How can (Norw)AI protect personal data?
How can (Norw)AI protect personal data?
By Anders Løland, Research director, Norwegian Computing Center (NR)
Protecting personal information is challenging with complex AI models that are hungry for data. NorwAI’s pledge to provide an individualized AI experience that provably respects privacy concerns is therefore more important than ever.
For traditional data, like tabular data, the privacy challenges are fairly well understood. With unstructured data like text, however, privacy is less well-defined. Take this sentence as an example:
“The applicant, Dr Royce Darnell, who was born in 1929, has been unemployed since the Trent Regional Health Authority ("the RHA") terminated his employment as a consultant microbiologist and Director of the Public Health Laboratory in Derby “
The name is a direct identifier, which is fairly easy to locate and possibly mask, while access to some of the phrases in italics can be seen as indirectly identifying information, depending on which external sources of information – like the Internet – the reader might have access to.
Without metrics or benchmarks to measure how well personal data in texts are protected it is not possible to measure how a large language model deals with privacy or train/tune a large language model so that it does not remember too much personal information. And since privacy breaches can happen in many and sometimes mysterious ways, one single metric is not sufficient. At NR, also via NorwAI, we have therefore over several years been developing NLP (natural language processing) methods to:
- detect entities (like names, addresses, etc.)
- link entities (Dr Royce Darnell may be called just Royce in parts of the text, or even Roycy?)
- detect confidential attributes (like sexual orientation)
- measure how well a method can detect or mask personal information (that is evaluation metrics to protect personal data)
Such methods can for example be used when training or fine-tuning the NorLLM models to reduce the chances that the models contain or leaks personal data.
Open science is not possible without open data
Since personal data typically is not available for open science, we have constructed the TAB (Text Anonymization Benchmark); an open-source annotated corpus developed to address this shortage. The corpus comprises 1,268 English-language court cases from the European Court of Human Rights (ECHR)

▶ GIVEN INFORMATION
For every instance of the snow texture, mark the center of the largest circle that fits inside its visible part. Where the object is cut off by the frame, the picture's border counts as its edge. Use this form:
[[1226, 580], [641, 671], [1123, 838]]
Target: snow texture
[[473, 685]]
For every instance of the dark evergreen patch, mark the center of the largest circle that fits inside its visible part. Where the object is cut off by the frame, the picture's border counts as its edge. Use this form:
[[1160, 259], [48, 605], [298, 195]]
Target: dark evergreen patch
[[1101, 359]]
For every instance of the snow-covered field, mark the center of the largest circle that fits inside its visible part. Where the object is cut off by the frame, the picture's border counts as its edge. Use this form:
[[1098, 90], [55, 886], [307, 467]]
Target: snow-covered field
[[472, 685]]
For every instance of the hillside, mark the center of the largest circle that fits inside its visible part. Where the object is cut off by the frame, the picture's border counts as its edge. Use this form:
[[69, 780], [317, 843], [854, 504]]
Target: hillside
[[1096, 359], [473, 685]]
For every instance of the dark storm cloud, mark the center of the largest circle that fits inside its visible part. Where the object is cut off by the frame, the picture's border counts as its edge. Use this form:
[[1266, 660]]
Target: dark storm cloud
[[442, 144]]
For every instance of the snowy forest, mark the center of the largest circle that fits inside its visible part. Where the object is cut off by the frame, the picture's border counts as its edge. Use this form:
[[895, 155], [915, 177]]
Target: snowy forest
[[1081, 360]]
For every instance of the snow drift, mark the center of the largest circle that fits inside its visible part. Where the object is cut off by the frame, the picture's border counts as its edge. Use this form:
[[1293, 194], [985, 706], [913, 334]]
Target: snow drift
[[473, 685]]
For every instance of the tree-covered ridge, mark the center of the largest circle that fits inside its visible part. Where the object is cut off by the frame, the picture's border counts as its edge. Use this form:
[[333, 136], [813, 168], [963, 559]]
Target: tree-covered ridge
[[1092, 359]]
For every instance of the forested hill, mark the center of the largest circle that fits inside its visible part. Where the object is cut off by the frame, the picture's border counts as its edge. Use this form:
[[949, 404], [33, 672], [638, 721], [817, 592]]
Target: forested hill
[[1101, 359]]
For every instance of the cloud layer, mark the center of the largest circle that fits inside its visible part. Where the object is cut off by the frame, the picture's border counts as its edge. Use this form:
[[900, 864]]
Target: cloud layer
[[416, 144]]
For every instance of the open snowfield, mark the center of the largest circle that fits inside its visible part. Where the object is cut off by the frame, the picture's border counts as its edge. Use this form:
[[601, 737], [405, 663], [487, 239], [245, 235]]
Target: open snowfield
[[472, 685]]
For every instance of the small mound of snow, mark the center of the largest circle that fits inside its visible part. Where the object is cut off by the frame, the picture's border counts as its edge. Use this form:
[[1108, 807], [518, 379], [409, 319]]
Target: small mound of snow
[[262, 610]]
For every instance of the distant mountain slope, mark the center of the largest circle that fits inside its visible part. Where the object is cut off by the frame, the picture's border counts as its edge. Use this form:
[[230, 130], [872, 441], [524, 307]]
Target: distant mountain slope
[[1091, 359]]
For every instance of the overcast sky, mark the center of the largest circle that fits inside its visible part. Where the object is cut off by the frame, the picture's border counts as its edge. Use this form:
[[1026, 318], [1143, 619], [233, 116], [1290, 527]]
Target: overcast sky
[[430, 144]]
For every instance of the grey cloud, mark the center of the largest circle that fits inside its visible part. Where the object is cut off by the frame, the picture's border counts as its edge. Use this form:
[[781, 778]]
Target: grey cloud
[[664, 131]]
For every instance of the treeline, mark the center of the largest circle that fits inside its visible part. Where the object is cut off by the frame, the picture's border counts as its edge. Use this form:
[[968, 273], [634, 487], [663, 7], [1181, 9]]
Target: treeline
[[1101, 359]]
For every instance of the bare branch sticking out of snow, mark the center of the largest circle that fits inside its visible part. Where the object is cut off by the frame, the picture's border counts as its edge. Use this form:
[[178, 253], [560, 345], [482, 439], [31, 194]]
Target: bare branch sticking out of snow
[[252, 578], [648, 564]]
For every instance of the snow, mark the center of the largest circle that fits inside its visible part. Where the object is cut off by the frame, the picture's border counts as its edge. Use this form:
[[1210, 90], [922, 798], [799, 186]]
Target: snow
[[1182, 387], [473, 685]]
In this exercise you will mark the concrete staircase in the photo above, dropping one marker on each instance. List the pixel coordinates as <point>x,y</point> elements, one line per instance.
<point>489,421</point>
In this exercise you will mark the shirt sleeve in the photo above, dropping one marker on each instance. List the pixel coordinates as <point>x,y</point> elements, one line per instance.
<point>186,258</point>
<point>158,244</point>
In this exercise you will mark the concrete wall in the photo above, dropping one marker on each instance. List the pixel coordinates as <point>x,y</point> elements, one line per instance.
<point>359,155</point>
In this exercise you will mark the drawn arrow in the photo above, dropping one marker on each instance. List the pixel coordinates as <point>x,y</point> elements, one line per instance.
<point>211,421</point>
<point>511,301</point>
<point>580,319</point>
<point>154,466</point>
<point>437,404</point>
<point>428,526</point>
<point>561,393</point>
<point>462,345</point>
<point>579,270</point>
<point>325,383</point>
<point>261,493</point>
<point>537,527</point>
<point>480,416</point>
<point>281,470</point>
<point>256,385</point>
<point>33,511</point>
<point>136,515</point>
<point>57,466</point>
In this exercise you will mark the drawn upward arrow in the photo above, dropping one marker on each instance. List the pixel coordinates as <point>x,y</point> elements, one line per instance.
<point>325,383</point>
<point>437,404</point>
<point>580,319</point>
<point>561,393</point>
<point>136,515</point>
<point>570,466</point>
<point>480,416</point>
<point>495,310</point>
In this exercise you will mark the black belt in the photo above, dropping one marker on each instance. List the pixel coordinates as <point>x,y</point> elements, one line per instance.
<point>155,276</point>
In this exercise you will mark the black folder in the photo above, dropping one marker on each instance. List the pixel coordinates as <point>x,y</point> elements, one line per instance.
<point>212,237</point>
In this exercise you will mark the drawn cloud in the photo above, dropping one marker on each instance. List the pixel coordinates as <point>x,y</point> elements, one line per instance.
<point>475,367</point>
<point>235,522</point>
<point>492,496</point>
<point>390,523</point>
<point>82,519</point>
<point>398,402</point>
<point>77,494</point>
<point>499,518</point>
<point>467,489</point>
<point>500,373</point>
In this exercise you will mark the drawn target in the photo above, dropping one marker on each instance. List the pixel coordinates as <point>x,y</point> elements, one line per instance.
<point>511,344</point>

▶ WHAT THE TASK ASKS
Carry on the article about how AI can protect personal data, picking up after its last sentence. The records have nothing to do with this.

▶ OUTPUT FOR THIS TASK
enriched with comprehensive annotations about the personal information appearing in each document, including their semantic category, identifier type, confidential attributes, and co-reference relations. The TAB corpus goes beyond traditional de-identification, and explicitly marks which text spans ought to be masked to conceal the identity of the person to be protected.
When GPT-4 was released in 2023, the TAB was utilised to test its anonymisation performance (see the paper "Sparks of artificial general intelligence: Early experiments with GPT-4.").
Is anonymization possible at all from a technical or legal viewpoint?
As mentioned, much of the legal and technical literature on data anonymisation has focused on structured data such as tables. However, unstructured data such as text documents or images are far more common, and the legal requirements that must be fulfilled to properly anonymise such data formats remain unclear.
In the absence of a definition of the term “anonymous data” in the GDPR (General Data Protection Regulation), we have – together with legal experts from the University of Oslo and the Oslo Metropolitan University – examined what conditions must be in place for the anonymisation of unstructured data. We concluded that anonymisation of unstructured data is virtually impossible as long as the original data continues to exist. Hence, for all practical purposes only a risk-based approach is realistic, meaning that we can estimate a certain privacy risk for a text corpus or a language model, but a strict guarantee is not possible.